Referring expression data
────

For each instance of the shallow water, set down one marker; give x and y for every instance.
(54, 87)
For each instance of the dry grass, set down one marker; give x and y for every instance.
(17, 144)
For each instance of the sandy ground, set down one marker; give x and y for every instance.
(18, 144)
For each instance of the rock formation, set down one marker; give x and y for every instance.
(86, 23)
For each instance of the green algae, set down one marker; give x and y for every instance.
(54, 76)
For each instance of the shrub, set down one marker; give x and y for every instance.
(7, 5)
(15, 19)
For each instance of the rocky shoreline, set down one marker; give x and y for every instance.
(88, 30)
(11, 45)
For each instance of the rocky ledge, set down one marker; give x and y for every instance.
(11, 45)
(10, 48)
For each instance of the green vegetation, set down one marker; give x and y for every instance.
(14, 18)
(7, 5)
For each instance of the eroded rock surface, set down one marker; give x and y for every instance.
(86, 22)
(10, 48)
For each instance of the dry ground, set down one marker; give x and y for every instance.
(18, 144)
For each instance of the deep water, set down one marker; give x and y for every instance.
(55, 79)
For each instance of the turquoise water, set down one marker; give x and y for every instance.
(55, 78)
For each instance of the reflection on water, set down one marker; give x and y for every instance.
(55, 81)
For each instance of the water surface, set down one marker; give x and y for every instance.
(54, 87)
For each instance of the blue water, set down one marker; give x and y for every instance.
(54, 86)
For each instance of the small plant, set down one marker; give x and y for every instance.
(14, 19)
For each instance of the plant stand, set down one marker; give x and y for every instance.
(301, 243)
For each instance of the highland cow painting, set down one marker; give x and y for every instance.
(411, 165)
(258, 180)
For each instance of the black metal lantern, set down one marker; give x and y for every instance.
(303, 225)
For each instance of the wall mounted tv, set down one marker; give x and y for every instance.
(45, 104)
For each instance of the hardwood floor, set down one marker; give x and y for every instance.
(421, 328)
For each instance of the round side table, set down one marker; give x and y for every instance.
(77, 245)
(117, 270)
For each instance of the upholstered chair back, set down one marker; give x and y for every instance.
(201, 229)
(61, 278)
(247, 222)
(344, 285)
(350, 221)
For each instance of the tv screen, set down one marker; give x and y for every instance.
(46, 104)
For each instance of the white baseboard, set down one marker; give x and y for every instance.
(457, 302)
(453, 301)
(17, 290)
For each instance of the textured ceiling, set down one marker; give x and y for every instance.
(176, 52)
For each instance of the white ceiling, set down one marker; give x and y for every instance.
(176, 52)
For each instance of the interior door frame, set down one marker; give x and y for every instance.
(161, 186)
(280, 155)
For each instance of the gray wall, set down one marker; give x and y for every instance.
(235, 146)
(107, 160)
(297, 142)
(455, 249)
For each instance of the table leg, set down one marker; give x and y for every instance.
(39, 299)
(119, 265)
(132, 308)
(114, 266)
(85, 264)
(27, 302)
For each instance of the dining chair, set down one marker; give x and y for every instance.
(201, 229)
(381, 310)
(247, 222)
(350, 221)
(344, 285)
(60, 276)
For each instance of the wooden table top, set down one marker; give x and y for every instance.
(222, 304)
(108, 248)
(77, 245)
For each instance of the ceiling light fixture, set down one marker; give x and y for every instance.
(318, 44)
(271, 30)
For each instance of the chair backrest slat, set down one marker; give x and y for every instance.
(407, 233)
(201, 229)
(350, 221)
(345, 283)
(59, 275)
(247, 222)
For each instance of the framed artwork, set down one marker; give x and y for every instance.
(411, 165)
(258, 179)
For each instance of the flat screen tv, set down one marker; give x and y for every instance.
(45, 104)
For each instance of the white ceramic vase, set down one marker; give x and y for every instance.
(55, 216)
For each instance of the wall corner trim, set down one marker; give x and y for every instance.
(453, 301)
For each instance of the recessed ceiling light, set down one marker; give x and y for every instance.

────

Set down the records again without altering a word.

TASK RESULT:
For each instance of the shallow water, set down one marker; give x and y for every instance.
(54, 87)
For each instance of the dry grass, set down one marker; give x and y for every instance.
(17, 144)
For each instance of the sandy ground, set down one marker; give x and y for every instance.
(18, 144)
For each instance of the rock formation, set down one marker; give x and y for every instance.
(86, 23)
For each instance of the green algae, set down one marker; give x and y for every instance.
(54, 76)
For each instance of the shrub, set down one marker; give x and y for every instance.
(7, 5)
(15, 19)
For each instance of the rocky shoreline, set down one marker; give x and y for every instance.
(88, 30)
(11, 45)
For each instance of the rocky ledge, set down one marker; give x and y for every instance.
(11, 45)
(10, 48)
For each instance of the green vegetation, set down one marker; give x and y for every instance.
(14, 18)
(7, 5)
For each instance of the eroded rock surface, set down one marker; give x and y for every instance.
(86, 22)
(10, 48)
For each instance of the dry ground, set down one marker; give x and y for every instance.
(18, 144)
For each instance of the deep water, set down one marker; give x and y for every instance.
(55, 79)
For each instance of the turquoise water, set down one marker; give x and y for every instance.
(55, 78)
For each instance of the reflection on water, set down one marker; give x and y for every instance.
(55, 81)
For each instance of the water surface, set down one marker; give x and y for every instance.
(54, 87)
For each instance of the blue water, set down one marker; give x and y for every instance.
(54, 86)
For each instance of the small plant, set down one marker; give x and y for every instance.
(14, 19)
For each instance of the plant stand, set down one marker; give x and y for every instance.
(301, 243)
For each instance of the highland cow painting, set down one marker; give x and y for every instance.
(411, 165)
(258, 180)
For each instance of the black metal lantern, set down one marker; give x and y for every instance.
(303, 225)
For each instance of the wall mounted tv, set down one marker; give x and y for every instance.
(45, 104)
For each instance of the hardwood floor, set down one marker; give x and y for every instance.
(421, 328)
For each instance of the round side table, set down one marker; give x and y for every instance.
(77, 245)
(117, 270)
For each instance of the upholstered chair back, set down one marker; give x and y for every instance.
(201, 229)
(61, 278)
(247, 222)
(344, 285)
(350, 221)
For each instance of the tv screen, set down one marker; give x and y for every instance.
(46, 104)
For each instance of the white baseboard, set down one marker; give x and y for every instance.
(457, 302)
(453, 301)
(17, 290)
For each instance of the textured ceiling, set down one marker; give x and y for every instance.
(176, 52)
For each instance of the white ceiling, set down one marker; give x and y for every instance.
(176, 52)
For each instance of the interior door frame, set down one marker; give x and y for every instance.
(161, 186)
(280, 155)
For each instance of the gray wall, set down one marker; give x and y for every instance.
(235, 146)
(107, 160)
(297, 142)
(455, 249)
For each instance of the table leg, set down one marker; give x and y for every instance.
(39, 299)
(119, 265)
(132, 308)
(114, 266)
(85, 264)
(27, 302)
For each instance of the dining chair, set down one marker; give x and y for every instance.
(201, 229)
(381, 310)
(247, 222)
(350, 221)
(344, 285)
(60, 276)
For each instance of the wooden table top, set down one marker; give x and y for every instance.
(222, 304)
(108, 248)
(77, 245)
For each instance of the ceiling light fixture, set down one marker; give x and y for every instance.
(318, 44)
(271, 30)
For each instance of the chair backrest slat, set down one marker; give x and y for every instance.
(407, 233)
(201, 229)
(350, 221)
(345, 283)
(59, 275)
(247, 222)
For each instance of the framed artwork, set down one marker; give x and y for every instance.
(411, 165)
(258, 179)
For each instance of the flat screen tv, set down one marker; give x and y for every instance.
(45, 104)
For each instance of the white ceramic vase, set down one marker; give x and y for every instance.
(55, 216)
For each instance of the wall corner trim, set down one marker; give x and y for every instance.
(453, 301)
For each instance of the recessed ceiling light, set down one marker; give x and y for every instance.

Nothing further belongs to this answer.